◆ Directions
Write out every record below exactly as it appears.

◆ Data shown
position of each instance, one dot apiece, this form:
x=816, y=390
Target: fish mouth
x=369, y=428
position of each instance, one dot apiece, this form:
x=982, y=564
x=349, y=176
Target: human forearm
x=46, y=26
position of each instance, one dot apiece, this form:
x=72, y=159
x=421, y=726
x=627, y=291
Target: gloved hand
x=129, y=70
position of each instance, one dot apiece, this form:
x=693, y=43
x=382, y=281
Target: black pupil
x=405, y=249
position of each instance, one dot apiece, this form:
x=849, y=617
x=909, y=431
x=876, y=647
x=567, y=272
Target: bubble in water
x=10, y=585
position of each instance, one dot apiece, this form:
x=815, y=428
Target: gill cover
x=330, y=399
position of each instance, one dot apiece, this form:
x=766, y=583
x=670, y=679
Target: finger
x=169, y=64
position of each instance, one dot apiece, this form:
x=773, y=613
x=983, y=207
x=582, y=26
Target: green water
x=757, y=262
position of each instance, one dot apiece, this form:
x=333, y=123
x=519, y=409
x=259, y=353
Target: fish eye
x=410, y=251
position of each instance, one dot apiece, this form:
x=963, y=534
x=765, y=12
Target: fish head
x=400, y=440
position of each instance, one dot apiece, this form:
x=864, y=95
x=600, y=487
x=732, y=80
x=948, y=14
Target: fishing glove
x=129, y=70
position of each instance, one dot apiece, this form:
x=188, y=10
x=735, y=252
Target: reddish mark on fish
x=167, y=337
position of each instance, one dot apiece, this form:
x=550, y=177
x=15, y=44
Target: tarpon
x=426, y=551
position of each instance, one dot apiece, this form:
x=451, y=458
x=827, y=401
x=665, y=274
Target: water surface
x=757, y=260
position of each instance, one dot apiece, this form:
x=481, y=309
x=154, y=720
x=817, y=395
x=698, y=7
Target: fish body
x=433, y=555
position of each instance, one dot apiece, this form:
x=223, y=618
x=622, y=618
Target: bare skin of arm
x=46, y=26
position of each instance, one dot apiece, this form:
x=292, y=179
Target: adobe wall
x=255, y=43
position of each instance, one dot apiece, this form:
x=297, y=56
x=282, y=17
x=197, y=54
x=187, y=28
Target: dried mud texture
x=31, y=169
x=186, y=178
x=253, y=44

◆ Task solution
position of each instance, one dot apiece, this form:
x=816, y=390
Target: fish mouth
x=369, y=428
position of each instance, one dot apiece, this form:
x=982, y=564
x=349, y=176
Target: human forearm
x=46, y=26
position of each instance, one dot apiece, this form:
x=72, y=159
x=421, y=726
x=627, y=291
Target: gloved hand
x=129, y=70
position of each instance, one dot apiece, this form:
x=693, y=43
x=382, y=281
Target: black pupil
x=405, y=249
position of each instance, one dot apiece, this form:
x=849, y=617
x=909, y=431
x=876, y=647
x=567, y=272
Target: bubble in water
x=10, y=585
position of each instance, one dot apiece, this form:
x=815, y=428
Target: gill cover
x=330, y=399
position of each instance, one dot apiece, this form:
x=766, y=583
x=670, y=679
Target: finger
x=169, y=64
position of each instance, one dot apiece, this form:
x=773, y=613
x=983, y=207
x=582, y=26
Target: green water
x=757, y=262
position of each instance, one dot apiece, this form:
x=333, y=123
x=519, y=409
x=259, y=353
Target: fish eye
x=410, y=251
position of each instance, one dot apiece, this form:
x=963, y=534
x=765, y=12
Target: fish head
x=400, y=440
position of each instance, one dot apiece, this form:
x=864, y=95
x=600, y=487
x=732, y=80
x=948, y=14
Target: fishing glove
x=129, y=70
position of each instance, one dot apiece, this form:
x=188, y=10
x=735, y=252
Target: reddish mark on fish
x=167, y=337
position of each instance, one dot apiece, this form:
x=550, y=177
x=15, y=44
Target: tarpon
x=426, y=551
position of each instance, one dot apiece, this form:
x=451, y=458
x=827, y=401
x=665, y=274
Target: water surface
x=757, y=260
position of each instance, one dot apiece, this form:
x=481, y=309
x=154, y=720
x=817, y=395
x=698, y=7
Target: fish body
x=433, y=555
position of each instance, one dot apiece, this form:
x=223, y=618
x=622, y=618
Target: bare skin of arm
x=46, y=26
position of each instance, one dot apiece, this form:
x=292, y=179
Target: adobe wall
x=255, y=43
position of each instance, one dot apiece, this form:
x=297, y=56
x=282, y=17
x=197, y=54
x=187, y=28
Target: dried mud texture
x=31, y=169
x=186, y=178
x=253, y=44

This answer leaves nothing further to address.